§ Instructions for the task
Write out the listing word for word, beginning at its first line and stopping after the line that contains "point(59, 11)".

[Entries drawn from a collection]
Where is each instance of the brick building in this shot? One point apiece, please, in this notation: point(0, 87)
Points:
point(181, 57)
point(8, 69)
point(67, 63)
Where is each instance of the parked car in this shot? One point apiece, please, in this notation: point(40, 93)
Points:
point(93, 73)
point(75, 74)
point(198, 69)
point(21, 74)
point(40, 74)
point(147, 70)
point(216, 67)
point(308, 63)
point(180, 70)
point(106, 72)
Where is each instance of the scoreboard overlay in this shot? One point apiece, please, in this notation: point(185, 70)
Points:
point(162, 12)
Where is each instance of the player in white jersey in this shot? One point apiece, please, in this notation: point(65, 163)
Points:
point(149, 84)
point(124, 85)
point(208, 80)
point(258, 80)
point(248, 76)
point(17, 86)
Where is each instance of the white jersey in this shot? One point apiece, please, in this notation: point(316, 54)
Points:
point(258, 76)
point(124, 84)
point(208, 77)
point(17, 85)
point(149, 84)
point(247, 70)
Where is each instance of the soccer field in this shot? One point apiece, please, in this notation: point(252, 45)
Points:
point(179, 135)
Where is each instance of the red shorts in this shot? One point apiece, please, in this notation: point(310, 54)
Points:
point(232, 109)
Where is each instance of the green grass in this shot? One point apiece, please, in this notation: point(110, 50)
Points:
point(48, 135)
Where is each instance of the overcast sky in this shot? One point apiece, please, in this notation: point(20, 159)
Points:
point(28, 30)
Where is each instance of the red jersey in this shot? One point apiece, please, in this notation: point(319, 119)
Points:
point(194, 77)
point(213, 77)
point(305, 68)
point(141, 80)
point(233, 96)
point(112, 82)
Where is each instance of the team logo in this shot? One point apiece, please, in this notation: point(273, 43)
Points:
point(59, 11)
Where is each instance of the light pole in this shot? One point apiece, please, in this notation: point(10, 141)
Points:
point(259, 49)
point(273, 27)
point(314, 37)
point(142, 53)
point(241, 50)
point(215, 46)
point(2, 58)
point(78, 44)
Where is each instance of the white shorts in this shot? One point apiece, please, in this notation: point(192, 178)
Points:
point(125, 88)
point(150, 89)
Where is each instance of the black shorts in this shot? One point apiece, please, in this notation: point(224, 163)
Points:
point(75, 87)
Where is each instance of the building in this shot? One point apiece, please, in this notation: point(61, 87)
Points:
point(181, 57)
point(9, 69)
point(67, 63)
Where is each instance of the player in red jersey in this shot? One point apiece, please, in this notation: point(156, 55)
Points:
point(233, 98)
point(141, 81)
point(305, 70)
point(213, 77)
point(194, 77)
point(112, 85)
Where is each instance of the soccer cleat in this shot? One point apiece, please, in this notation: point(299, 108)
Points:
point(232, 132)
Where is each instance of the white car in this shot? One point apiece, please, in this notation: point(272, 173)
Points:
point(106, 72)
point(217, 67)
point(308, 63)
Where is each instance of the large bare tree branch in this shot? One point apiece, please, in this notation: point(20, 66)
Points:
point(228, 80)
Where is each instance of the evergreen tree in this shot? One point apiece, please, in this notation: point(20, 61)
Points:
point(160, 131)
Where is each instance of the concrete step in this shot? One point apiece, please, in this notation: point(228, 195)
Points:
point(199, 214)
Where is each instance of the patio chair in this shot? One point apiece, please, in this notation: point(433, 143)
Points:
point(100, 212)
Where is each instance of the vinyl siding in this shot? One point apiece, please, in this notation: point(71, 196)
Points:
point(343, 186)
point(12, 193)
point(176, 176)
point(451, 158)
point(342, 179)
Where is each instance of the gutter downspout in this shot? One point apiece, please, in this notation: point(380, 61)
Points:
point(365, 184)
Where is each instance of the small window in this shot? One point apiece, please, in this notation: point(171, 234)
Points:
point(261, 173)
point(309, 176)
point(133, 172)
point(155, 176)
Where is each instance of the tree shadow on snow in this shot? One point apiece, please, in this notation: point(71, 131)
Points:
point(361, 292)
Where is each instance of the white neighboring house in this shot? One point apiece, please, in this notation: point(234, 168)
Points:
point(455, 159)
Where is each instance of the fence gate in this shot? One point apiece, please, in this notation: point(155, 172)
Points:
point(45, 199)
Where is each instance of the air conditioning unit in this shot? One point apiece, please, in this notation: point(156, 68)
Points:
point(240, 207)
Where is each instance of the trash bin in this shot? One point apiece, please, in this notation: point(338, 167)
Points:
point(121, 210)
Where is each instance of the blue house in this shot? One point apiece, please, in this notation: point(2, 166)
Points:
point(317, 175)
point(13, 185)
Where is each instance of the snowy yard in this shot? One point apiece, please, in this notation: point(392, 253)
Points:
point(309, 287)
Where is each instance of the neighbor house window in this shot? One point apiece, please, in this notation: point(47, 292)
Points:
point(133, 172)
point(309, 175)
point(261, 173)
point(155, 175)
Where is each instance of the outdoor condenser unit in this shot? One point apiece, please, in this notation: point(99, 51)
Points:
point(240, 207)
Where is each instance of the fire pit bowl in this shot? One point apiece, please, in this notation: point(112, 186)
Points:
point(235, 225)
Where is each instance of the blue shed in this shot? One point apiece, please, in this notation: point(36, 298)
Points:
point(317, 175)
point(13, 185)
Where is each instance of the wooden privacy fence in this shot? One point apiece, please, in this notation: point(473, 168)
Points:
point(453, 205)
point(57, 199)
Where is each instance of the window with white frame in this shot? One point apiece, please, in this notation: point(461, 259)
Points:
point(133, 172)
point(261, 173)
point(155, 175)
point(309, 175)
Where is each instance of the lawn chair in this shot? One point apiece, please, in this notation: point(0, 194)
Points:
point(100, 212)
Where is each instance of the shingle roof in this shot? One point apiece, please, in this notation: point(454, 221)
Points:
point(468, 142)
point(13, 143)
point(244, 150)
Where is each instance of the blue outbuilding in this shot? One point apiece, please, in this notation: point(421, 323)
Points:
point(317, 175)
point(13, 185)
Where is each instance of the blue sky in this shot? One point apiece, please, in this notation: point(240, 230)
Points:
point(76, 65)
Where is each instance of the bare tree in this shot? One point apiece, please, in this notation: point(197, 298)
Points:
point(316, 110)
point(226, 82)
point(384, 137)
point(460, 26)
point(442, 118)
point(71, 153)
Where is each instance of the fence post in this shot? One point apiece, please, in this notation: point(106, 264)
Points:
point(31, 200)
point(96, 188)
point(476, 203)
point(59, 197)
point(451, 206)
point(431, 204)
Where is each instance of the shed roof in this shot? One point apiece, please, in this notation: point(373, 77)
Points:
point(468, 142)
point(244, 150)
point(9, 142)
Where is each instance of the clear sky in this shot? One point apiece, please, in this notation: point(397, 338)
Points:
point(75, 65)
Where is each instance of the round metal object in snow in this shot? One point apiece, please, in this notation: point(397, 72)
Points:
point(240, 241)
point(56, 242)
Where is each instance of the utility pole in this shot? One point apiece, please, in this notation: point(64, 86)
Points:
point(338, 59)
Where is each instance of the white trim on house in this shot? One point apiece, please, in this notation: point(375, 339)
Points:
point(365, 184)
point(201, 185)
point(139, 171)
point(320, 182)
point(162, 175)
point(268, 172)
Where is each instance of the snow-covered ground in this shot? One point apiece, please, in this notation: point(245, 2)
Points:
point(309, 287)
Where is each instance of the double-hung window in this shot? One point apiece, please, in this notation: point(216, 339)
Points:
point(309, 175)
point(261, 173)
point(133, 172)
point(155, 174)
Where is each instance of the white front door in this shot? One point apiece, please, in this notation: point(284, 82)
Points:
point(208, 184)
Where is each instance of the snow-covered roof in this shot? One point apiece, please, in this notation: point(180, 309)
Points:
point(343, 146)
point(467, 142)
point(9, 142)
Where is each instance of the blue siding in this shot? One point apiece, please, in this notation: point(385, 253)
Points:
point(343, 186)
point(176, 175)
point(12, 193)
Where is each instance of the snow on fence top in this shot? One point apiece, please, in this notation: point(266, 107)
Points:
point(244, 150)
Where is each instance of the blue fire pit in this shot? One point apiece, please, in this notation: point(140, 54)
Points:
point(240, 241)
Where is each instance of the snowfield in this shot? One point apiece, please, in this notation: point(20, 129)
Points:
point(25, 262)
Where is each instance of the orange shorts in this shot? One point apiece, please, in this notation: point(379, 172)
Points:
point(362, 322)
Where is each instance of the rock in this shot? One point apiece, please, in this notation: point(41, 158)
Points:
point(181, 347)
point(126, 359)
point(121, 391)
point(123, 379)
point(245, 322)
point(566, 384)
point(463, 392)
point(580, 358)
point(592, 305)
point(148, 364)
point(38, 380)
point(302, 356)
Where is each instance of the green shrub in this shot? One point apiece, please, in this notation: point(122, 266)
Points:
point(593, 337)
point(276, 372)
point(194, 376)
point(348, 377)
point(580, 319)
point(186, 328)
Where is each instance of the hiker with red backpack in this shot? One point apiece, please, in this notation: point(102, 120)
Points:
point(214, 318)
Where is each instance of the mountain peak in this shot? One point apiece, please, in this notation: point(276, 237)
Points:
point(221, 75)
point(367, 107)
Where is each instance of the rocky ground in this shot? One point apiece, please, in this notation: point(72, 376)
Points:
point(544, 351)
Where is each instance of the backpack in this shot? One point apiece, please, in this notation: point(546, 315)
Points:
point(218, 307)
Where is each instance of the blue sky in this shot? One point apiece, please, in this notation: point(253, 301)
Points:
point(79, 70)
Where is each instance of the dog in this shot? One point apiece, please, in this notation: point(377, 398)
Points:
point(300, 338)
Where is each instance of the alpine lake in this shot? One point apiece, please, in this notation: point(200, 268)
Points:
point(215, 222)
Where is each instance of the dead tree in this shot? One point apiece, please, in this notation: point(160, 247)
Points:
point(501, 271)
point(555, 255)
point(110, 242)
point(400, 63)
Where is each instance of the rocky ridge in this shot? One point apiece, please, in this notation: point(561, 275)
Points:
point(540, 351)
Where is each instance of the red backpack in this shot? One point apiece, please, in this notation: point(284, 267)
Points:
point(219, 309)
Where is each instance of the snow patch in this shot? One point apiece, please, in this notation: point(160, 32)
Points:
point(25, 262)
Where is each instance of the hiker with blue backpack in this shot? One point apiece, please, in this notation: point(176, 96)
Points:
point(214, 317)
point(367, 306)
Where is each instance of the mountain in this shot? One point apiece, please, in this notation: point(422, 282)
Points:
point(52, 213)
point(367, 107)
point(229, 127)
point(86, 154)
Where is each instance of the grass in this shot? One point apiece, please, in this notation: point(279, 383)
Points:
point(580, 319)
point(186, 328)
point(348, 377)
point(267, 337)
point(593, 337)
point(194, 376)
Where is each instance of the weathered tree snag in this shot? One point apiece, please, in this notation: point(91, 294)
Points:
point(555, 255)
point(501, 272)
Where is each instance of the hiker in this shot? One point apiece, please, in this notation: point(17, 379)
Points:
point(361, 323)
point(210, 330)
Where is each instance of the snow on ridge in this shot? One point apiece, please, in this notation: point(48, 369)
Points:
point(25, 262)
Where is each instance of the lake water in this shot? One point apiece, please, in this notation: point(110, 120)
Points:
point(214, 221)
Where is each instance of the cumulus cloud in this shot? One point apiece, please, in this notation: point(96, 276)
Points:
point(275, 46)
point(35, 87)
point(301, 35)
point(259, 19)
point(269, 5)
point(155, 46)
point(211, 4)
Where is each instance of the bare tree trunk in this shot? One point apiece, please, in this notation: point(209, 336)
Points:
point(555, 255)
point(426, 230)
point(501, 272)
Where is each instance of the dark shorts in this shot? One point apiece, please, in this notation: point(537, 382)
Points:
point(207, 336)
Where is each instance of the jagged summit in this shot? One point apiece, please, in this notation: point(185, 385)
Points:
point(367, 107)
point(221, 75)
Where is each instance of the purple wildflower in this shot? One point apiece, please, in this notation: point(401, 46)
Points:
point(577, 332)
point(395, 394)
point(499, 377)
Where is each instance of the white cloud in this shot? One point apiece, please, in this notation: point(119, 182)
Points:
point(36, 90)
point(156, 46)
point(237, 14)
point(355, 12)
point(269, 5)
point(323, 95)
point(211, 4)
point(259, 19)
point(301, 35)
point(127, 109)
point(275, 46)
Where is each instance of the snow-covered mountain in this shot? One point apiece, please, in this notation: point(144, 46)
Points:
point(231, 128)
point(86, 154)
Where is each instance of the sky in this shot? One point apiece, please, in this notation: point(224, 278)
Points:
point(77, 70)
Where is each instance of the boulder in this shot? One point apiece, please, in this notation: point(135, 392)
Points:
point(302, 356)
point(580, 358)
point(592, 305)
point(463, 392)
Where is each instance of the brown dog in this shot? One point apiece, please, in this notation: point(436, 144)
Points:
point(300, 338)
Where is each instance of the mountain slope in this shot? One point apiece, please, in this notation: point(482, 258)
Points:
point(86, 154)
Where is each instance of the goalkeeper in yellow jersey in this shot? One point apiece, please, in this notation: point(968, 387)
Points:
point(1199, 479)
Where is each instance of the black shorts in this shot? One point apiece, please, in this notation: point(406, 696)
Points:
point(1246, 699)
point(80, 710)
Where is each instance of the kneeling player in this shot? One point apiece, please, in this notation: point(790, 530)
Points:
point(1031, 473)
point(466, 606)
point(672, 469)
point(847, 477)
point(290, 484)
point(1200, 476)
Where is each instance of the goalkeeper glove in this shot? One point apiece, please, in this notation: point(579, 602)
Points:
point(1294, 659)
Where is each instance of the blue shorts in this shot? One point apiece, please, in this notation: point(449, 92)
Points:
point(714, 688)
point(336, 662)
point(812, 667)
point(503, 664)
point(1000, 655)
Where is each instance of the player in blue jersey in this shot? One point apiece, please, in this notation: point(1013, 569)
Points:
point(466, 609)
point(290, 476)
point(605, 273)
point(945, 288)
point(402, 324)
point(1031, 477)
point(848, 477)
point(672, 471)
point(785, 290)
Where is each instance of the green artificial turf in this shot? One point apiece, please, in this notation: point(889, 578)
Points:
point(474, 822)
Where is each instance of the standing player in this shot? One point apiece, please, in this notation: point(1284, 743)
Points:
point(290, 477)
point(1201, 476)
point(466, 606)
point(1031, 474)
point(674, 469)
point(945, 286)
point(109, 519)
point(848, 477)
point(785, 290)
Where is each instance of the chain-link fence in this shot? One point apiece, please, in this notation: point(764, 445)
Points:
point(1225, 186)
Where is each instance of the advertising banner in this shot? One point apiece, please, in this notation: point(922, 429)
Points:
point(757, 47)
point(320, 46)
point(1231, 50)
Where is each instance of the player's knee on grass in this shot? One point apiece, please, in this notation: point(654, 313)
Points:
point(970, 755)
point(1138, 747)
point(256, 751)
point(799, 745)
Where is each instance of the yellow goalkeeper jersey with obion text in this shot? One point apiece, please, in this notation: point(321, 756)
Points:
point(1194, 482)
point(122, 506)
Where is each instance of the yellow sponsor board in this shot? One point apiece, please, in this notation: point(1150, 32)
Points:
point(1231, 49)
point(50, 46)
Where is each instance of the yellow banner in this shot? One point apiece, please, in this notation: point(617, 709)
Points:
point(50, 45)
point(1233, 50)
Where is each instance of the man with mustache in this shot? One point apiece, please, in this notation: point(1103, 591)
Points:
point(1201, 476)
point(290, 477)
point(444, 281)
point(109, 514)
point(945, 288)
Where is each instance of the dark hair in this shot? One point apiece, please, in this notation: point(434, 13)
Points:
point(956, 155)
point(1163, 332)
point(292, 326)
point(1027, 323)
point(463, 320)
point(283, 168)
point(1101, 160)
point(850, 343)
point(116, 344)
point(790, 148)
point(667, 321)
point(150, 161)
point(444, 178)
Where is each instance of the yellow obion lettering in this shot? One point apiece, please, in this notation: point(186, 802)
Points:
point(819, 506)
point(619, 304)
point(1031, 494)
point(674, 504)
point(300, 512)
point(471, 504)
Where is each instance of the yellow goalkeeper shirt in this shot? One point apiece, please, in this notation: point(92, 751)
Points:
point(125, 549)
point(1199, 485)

§ Correct result
Where is each instance of the brick building in this shot? One point apiece, please, in this notation: point(0, 87)
Points:
point(181, 57)
point(8, 69)
point(67, 63)
Where is each instance of the parked car in this shot? One point apiece, please, in this notation: point(40, 93)
Points:
point(93, 73)
point(75, 74)
point(198, 69)
point(21, 74)
point(40, 74)
point(147, 70)
point(216, 67)
point(308, 63)
point(180, 70)
point(106, 72)
Where is each instance of the scoreboard overlay in this shot? One point apiece, please, in this notation: point(185, 70)
Points:
point(162, 12)
Where is each instance of the player in white jersey in this shot? One point apiece, please, in this notation: point(65, 163)
Points:
point(149, 84)
point(124, 85)
point(208, 80)
point(258, 80)
point(248, 76)
point(17, 86)
Where is each instance of the white jersey in this shot? One point apiece, please, in this notation: point(316, 54)
Points:
point(258, 76)
point(124, 84)
point(208, 77)
point(17, 85)
point(149, 84)
point(247, 70)
Where is each instance of the soccer field in this shot? One point apiece, please, in this notation: point(252, 45)
Points:
point(179, 135)
Where is each instance of the red shorts in this shot? One point apiece, please, in this notation: point(310, 54)
Points:
point(232, 109)
Where is each instance of the green grass in this shot? One point apiece, please, in this notation: point(110, 50)
Points:
point(48, 135)
Where is each instance of the overcast sky in this shot? One point apiece, please, in this notation: point(20, 159)
Points:
point(28, 30)
Where is each instance of the red jersey in this shot? One point apiece, please, in this notation: point(319, 119)
Points:
point(194, 77)
point(213, 77)
point(305, 68)
point(141, 80)
point(233, 96)
point(112, 82)
Where is each instance of the team logo in this shot? One point apiece, please, in this notation: point(273, 43)
Points:
point(59, 11)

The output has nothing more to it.